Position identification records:
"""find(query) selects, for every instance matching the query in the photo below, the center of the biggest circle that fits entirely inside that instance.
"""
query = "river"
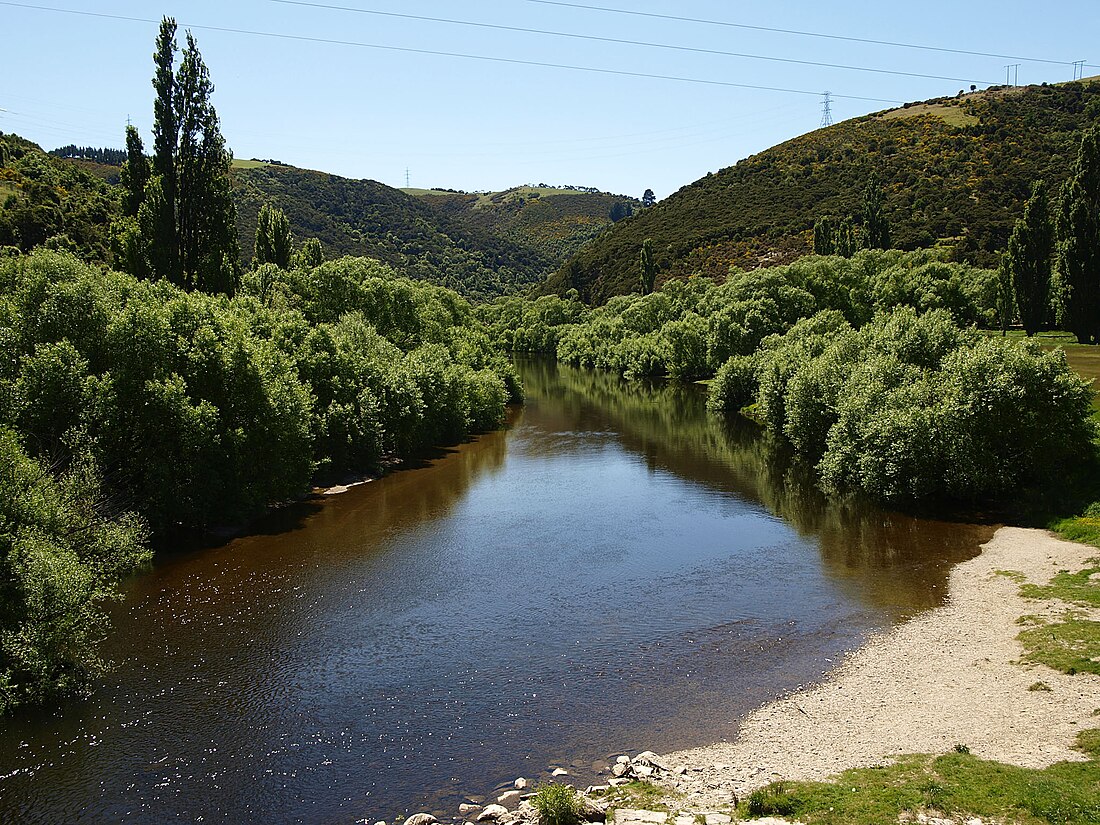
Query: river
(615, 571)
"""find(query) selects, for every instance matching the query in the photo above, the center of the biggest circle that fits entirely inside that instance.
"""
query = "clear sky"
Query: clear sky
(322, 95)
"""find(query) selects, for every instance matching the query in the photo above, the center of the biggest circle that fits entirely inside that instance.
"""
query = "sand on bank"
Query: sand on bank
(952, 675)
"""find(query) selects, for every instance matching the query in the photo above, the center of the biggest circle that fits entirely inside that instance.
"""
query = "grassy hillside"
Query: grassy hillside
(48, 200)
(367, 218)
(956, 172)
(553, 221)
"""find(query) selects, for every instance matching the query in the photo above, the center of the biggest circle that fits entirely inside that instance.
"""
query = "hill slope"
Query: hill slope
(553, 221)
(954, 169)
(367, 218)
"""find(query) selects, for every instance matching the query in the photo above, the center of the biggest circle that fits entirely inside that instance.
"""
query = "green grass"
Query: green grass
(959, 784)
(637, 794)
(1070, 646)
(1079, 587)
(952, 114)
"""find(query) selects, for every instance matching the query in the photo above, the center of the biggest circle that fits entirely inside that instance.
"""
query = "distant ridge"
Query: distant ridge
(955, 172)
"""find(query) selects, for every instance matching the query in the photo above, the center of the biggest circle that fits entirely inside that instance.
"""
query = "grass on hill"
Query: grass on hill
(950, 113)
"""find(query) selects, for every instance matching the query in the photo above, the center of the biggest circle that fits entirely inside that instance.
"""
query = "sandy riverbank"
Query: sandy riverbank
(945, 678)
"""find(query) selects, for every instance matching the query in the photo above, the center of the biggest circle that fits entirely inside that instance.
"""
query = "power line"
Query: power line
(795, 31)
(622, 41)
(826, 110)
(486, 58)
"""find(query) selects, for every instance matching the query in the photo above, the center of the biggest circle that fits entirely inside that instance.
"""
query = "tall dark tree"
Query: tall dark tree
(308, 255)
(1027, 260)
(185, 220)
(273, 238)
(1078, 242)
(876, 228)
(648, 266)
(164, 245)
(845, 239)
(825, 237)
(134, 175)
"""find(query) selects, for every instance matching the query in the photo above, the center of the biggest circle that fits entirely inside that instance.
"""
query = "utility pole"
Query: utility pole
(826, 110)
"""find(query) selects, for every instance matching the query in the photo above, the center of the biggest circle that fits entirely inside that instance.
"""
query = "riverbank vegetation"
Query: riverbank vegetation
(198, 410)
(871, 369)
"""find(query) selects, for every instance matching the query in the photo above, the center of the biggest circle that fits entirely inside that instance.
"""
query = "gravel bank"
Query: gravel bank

| INSTRUCTIONS TO FOLLOW |
How many lines in the position identification records above contain the word "distant"? Reply with the number alone.

| FULL RESPONSE |
2